-------- Exercise data
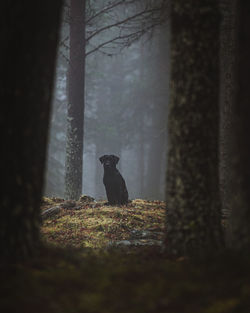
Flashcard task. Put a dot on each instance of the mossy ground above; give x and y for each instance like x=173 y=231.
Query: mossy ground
x=91 y=278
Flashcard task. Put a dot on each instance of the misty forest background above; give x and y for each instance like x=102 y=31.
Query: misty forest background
x=127 y=87
x=165 y=86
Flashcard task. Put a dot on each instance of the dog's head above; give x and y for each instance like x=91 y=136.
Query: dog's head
x=109 y=161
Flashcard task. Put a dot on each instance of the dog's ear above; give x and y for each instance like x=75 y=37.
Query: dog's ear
x=102 y=158
x=115 y=159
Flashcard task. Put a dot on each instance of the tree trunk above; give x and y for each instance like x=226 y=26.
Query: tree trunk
x=227 y=97
x=76 y=85
x=240 y=198
x=193 y=203
x=29 y=35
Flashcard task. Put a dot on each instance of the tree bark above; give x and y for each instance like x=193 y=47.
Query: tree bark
x=240 y=167
x=29 y=35
x=193 y=203
x=227 y=97
x=76 y=86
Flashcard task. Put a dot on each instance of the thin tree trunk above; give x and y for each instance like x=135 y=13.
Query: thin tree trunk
x=193 y=203
x=227 y=97
x=240 y=167
x=76 y=85
x=29 y=35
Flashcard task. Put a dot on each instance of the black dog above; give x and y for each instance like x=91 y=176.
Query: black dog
x=114 y=183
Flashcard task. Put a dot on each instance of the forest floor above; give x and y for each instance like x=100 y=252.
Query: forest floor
x=102 y=259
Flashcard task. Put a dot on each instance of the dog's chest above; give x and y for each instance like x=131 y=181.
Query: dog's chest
x=111 y=177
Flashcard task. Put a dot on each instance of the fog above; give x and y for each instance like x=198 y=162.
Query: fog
x=126 y=103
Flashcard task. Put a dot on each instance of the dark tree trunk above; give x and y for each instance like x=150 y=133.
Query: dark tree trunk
x=193 y=203
x=76 y=85
x=240 y=200
x=29 y=34
x=227 y=97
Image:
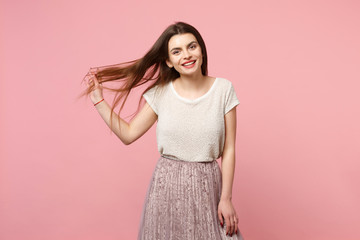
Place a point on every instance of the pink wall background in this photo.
(295, 67)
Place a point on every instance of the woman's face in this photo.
(184, 54)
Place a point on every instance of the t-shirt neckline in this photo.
(196, 99)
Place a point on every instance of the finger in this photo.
(228, 224)
(236, 219)
(231, 227)
(220, 218)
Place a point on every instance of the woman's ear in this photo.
(169, 63)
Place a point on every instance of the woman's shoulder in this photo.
(224, 81)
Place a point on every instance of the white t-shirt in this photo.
(192, 130)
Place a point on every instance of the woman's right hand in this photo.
(97, 94)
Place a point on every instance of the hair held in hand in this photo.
(151, 67)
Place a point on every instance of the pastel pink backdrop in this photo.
(295, 67)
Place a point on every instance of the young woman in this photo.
(189, 197)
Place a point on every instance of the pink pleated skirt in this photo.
(181, 202)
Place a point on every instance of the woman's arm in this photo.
(226, 208)
(127, 132)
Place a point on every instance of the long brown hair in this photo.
(151, 67)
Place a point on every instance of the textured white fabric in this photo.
(192, 130)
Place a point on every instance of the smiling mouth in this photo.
(189, 63)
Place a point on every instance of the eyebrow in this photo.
(177, 48)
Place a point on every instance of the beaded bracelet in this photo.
(99, 102)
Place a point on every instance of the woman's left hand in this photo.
(227, 210)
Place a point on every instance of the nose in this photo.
(187, 54)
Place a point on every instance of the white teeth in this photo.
(186, 64)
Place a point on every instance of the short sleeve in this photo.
(152, 99)
(231, 99)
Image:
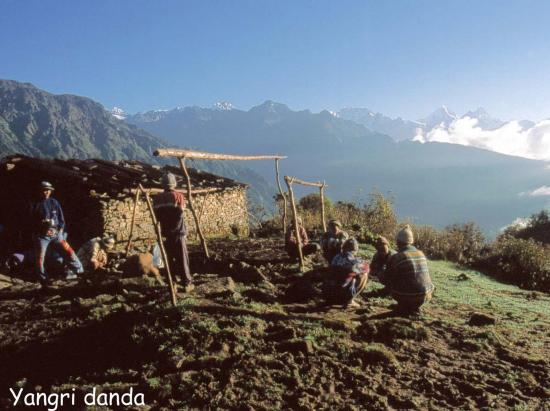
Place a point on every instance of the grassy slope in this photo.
(273, 346)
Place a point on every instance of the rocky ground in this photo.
(255, 334)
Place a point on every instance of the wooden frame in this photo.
(181, 155)
(291, 180)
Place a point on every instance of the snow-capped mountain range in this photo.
(476, 128)
(523, 138)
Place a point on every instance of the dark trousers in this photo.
(178, 258)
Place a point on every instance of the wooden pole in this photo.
(136, 201)
(282, 193)
(161, 246)
(322, 193)
(201, 155)
(306, 183)
(190, 200)
(288, 181)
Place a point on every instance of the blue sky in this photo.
(402, 58)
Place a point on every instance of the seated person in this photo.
(93, 254)
(332, 240)
(407, 274)
(348, 277)
(291, 242)
(380, 260)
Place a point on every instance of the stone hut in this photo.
(97, 197)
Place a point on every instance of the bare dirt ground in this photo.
(256, 335)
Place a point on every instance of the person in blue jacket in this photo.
(48, 225)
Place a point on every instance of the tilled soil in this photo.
(255, 334)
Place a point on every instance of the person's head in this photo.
(169, 181)
(46, 189)
(108, 242)
(405, 237)
(382, 245)
(334, 226)
(350, 245)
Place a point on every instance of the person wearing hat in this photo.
(291, 241)
(169, 209)
(407, 275)
(380, 260)
(48, 225)
(348, 276)
(333, 239)
(94, 253)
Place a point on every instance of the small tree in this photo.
(312, 203)
(380, 215)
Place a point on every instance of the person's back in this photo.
(407, 275)
(168, 207)
(409, 272)
(348, 275)
(333, 240)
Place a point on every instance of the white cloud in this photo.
(519, 222)
(511, 138)
(542, 191)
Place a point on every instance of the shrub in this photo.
(537, 228)
(461, 243)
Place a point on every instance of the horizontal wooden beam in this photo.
(294, 180)
(194, 191)
(201, 155)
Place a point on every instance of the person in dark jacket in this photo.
(381, 258)
(407, 275)
(169, 209)
(333, 239)
(348, 275)
(48, 225)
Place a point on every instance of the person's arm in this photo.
(60, 216)
(303, 236)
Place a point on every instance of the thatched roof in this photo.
(111, 177)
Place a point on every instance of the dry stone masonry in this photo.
(97, 197)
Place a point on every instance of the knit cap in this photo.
(350, 244)
(169, 180)
(405, 236)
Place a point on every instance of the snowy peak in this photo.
(119, 113)
(441, 117)
(484, 120)
(223, 106)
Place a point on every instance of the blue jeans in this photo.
(41, 243)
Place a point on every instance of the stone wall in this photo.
(220, 213)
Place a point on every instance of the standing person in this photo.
(169, 208)
(407, 274)
(48, 225)
(94, 253)
(349, 275)
(333, 239)
(291, 241)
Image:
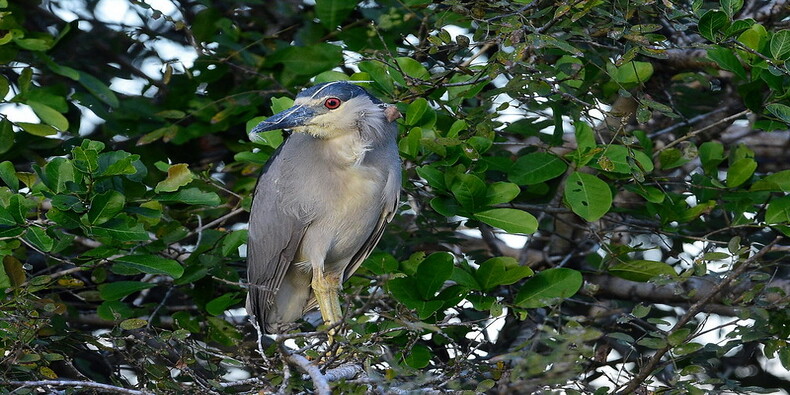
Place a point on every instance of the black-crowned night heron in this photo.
(321, 203)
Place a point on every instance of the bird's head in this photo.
(331, 109)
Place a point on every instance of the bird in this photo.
(321, 203)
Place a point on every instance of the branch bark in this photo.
(74, 384)
(697, 307)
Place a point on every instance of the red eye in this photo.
(332, 103)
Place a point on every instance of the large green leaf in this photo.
(778, 211)
(470, 191)
(780, 111)
(119, 289)
(780, 45)
(151, 264)
(419, 357)
(8, 175)
(548, 286)
(588, 196)
(633, 73)
(178, 175)
(39, 238)
(332, 13)
(641, 270)
(105, 206)
(500, 271)
(712, 23)
(501, 192)
(432, 273)
(98, 89)
(192, 196)
(740, 171)
(535, 168)
(509, 219)
(727, 60)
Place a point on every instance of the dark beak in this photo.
(290, 118)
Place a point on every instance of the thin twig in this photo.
(698, 131)
(319, 380)
(75, 384)
(696, 308)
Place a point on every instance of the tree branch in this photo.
(697, 307)
(75, 384)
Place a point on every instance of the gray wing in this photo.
(274, 238)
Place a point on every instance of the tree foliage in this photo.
(637, 148)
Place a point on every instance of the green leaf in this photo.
(686, 348)
(740, 171)
(780, 111)
(633, 73)
(381, 263)
(500, 271)
(378, 72)
(585, 136)
(8, 175)
(679, 336)
(16, 212)
(105, 206)
(332, 13)
(119, 289)
(621, 159)
(431, 174)
(222, 332)
(151, 264)
(509, 219)
(535, 168)
(413, 68)
(419, 357)
(545, 40)
(218, 305)
(777, 182)
(192, 196)
(778, 211)
(641, 270)
(301, 61)
(731, 7)
(711, 153)
(115, 163)
(501, 192)
(588, 196)
(432, 273)
(178, 175)
(232, 242)
(38, 238)
(410, 145)
(727, 60)
(652, 342)
(464, 278)
(405, 291)
(470, 191)
(98, 89)
(133, 323)
(780, 45)
(415, 111)
(712, 23)
(37, 129)
(120, 230)
(49, 115)
(547, 286)
(7, 135)
(114, 310)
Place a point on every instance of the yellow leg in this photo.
(326, 289)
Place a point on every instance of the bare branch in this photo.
(697, 307)
(74, 384)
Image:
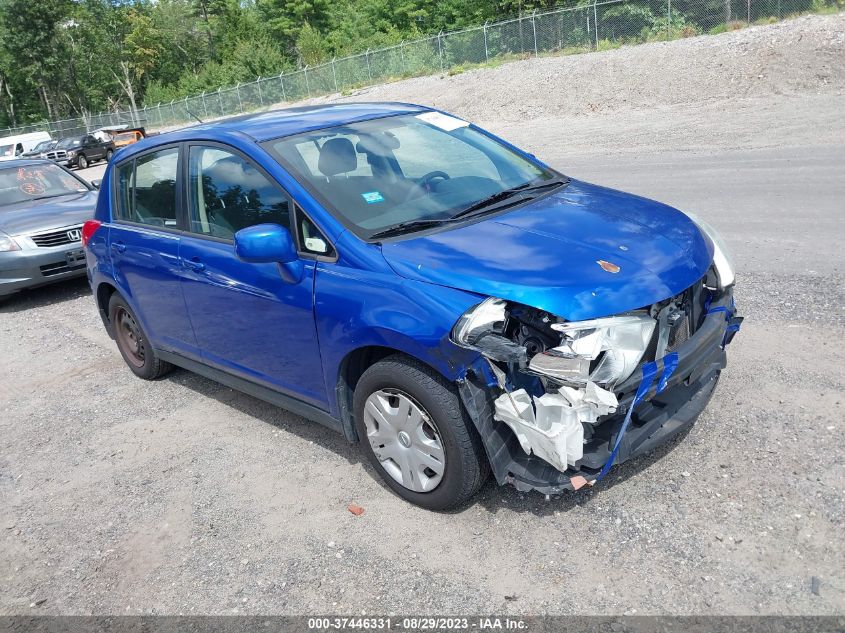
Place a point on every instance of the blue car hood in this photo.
(546, 254)
(36, 215)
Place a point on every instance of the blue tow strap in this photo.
(670, 363)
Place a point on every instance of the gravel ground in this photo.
(182, 496)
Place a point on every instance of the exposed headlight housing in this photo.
(616, 344)
(8, 244)
(722, 259)
(487, 316)
(605, 351)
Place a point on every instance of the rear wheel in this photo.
(416, 434)
(132, 343)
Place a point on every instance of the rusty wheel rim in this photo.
(129, 337)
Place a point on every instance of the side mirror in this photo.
(270, 243)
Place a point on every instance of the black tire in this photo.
(466, 466)
(135, 348)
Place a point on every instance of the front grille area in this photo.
(56, 238)
(679, 334)
(58, 268)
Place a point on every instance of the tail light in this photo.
(88, 230)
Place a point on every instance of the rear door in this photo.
(246, 318)
(144, 243)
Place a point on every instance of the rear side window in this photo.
(228, 193)
(146, 189)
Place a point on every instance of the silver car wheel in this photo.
(405, 440)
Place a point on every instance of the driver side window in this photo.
(227, 193)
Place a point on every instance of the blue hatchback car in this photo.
(430, 291)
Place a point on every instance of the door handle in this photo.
(193, 264)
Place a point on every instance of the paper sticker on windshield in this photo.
(443, 121)
(372, 197)
(32, 188)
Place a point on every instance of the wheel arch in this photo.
(353, 366)
(103, 293)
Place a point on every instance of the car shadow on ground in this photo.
(491, 497)
(30, 298)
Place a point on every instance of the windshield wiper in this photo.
(485, 204)
(410, 225)
(488, 203)
(55, 195)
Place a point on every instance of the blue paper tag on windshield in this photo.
(372, 197)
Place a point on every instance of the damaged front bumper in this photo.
(671, 405)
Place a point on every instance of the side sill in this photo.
(253, 389)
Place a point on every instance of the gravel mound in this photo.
(801, 56)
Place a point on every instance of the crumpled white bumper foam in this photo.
(551, 426)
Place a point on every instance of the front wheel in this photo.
(133, 343)
(416, 434)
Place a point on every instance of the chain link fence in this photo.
(599, 25)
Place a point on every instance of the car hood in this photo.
(550, 253)
(38, 215)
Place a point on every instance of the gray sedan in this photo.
(42, 209)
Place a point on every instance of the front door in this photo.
(144, 245)
(246, 318)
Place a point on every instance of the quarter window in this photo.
(227, 194)
(146, 189)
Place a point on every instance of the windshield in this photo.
(43, 180)
(69, 142)
(394, 171)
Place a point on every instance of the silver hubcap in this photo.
(405, 440)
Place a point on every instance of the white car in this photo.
(13, 146)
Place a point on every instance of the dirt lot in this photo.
(181, 496)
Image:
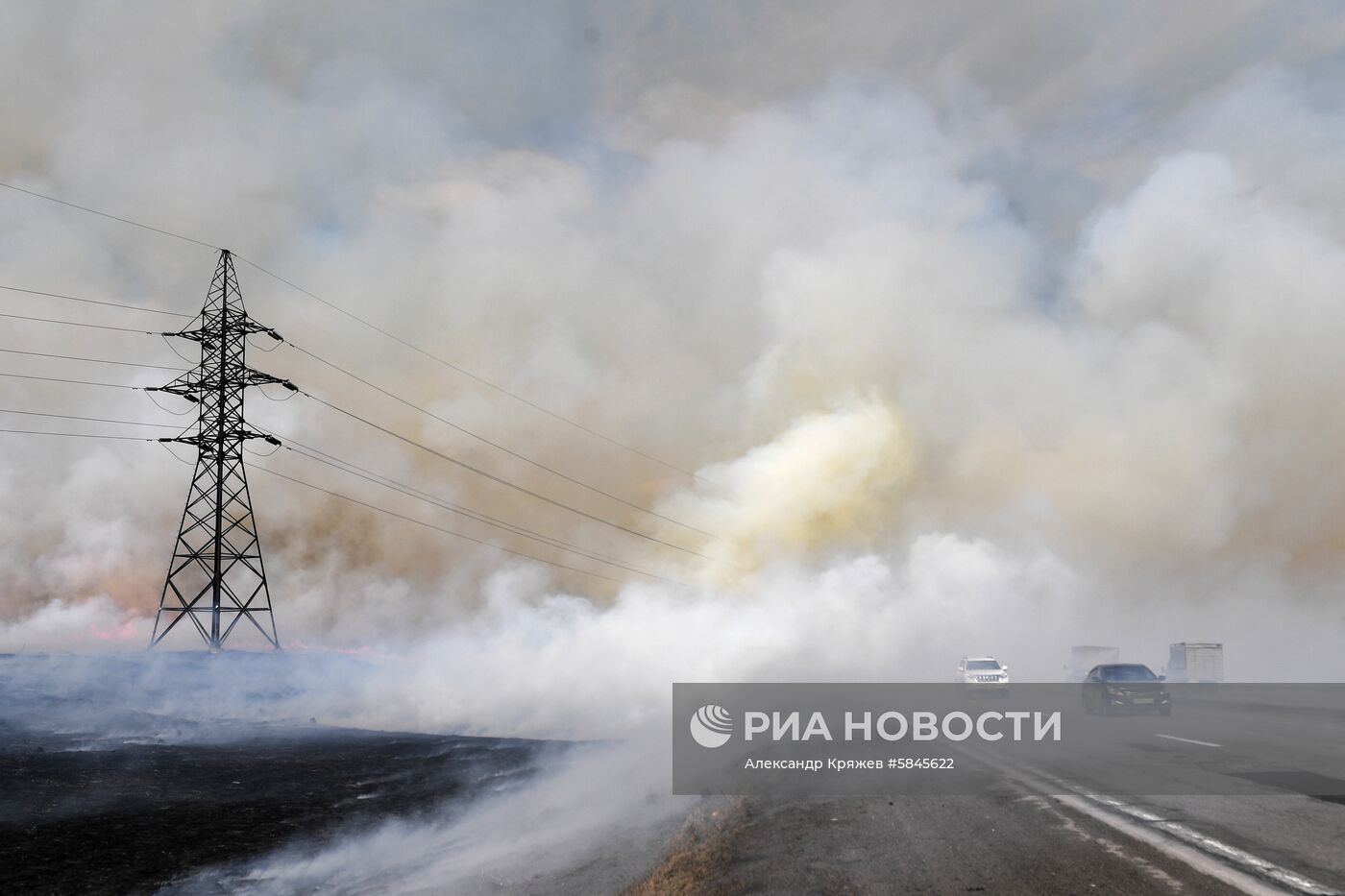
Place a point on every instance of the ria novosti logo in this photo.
(712, 725)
----------------
-- Assignment --
Write the lines from the one containing "Place a point on every instance of the car shadow" through the end of the data above exactly as they appear, and do not carry over any picture.

-- Result for this task --
Place a point on every instance of the car shadow on ground in this photo.
(491, 497)
(30, 298)
Place a point on every instance of the windshield wiper in this photo.
(485, 204)
(410, 225)
(488, 203)
(55, 195)
Place a point on every instance of the blue paper tag on windshield in this photo.
(372, 197)
Place a point on every instance of the damaged front bumper in this photo.
(671, 405)
Place a point on every instance of the side sill in this photo.
(253, 389)
Place a point on every instance of the gravel mound in this photo.
(801, 56)
Place a point on every instance of the crumpled white bumper foam in this photo.
(551, 426)
Place a point on every instance of the front wheel in this photo.
(133, 343)
(416, 434)
Place a point on every instance of the chain link fence in this photo.
(599, 25)
Place a point on every instance of the car hood in this photo.
(550, 253)
(38, 215)
Place a point on every instance of the gray sedan in this photo.
(42, 209)
Place a point on every instance of the front door in this photo.
(144, 245)
(246, 318)
Place a point on every instance of the quarter window in this photo.
(227, 194)
(146, 189)
Place a point on every instance of the windshield in this photo.
(43, 180)
(69, 142)
(394, 171)
Place a point on every instance of the silver hubcap in this photo.
(405, 440)
Place a point on every instance of the white car in this photo.
(13, 146)
Place a point on every instance of the dirt lot in this photo.
(181, 496)
Image:
Place a point on every instance of the ria novosti logo in this photo.
(712, 725)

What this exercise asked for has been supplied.